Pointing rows
--*--

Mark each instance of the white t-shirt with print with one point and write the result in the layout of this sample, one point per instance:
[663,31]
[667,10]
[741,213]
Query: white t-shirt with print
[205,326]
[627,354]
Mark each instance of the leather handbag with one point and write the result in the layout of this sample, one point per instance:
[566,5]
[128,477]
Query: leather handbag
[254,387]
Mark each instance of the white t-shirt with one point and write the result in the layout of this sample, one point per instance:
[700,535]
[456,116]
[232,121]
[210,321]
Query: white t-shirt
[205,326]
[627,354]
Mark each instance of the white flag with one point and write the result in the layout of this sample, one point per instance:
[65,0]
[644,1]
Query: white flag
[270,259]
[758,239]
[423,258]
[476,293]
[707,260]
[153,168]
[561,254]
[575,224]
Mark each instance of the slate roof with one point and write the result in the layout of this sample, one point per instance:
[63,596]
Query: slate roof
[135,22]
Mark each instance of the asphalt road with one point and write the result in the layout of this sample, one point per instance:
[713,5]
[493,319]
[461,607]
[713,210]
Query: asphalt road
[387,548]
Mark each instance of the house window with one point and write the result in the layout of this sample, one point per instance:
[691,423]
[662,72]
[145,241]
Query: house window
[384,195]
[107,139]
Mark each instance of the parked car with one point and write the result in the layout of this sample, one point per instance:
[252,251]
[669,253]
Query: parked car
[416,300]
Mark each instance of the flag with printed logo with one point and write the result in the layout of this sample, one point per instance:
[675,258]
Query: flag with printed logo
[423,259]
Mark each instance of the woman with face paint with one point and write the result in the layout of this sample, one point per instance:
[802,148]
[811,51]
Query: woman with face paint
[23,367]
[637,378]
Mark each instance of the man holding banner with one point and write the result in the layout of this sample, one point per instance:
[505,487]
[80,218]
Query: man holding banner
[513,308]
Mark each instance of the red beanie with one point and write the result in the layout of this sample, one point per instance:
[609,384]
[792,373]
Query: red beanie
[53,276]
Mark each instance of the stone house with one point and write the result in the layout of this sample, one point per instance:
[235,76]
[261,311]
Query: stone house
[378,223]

--*--

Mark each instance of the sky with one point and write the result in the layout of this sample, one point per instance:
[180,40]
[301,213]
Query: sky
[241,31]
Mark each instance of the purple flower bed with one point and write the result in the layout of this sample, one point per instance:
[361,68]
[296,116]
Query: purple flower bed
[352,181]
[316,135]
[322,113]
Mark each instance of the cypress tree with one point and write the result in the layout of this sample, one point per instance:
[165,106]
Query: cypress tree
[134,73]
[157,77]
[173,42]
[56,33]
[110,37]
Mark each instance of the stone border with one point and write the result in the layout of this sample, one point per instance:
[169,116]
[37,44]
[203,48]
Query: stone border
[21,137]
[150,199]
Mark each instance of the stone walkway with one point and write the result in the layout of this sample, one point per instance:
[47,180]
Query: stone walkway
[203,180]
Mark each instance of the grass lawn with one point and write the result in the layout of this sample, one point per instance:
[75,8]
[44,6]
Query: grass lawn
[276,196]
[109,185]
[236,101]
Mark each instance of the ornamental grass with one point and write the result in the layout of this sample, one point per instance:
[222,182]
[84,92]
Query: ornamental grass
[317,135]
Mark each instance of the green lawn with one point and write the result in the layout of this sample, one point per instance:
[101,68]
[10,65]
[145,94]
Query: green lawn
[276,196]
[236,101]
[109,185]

--*--

_What to work on_
Gather every line from the rows above that contains the string "house" and copy each one in full. The match is case-sensitive.

_Response to this exercise_
Mark each instance of the house window with one point and write the result in the layout of this sample, one point per instance:
Query: house window
Mark each instance of the stone house with one point and write the result in the layout of this sample, one point per instance:
Query: stone house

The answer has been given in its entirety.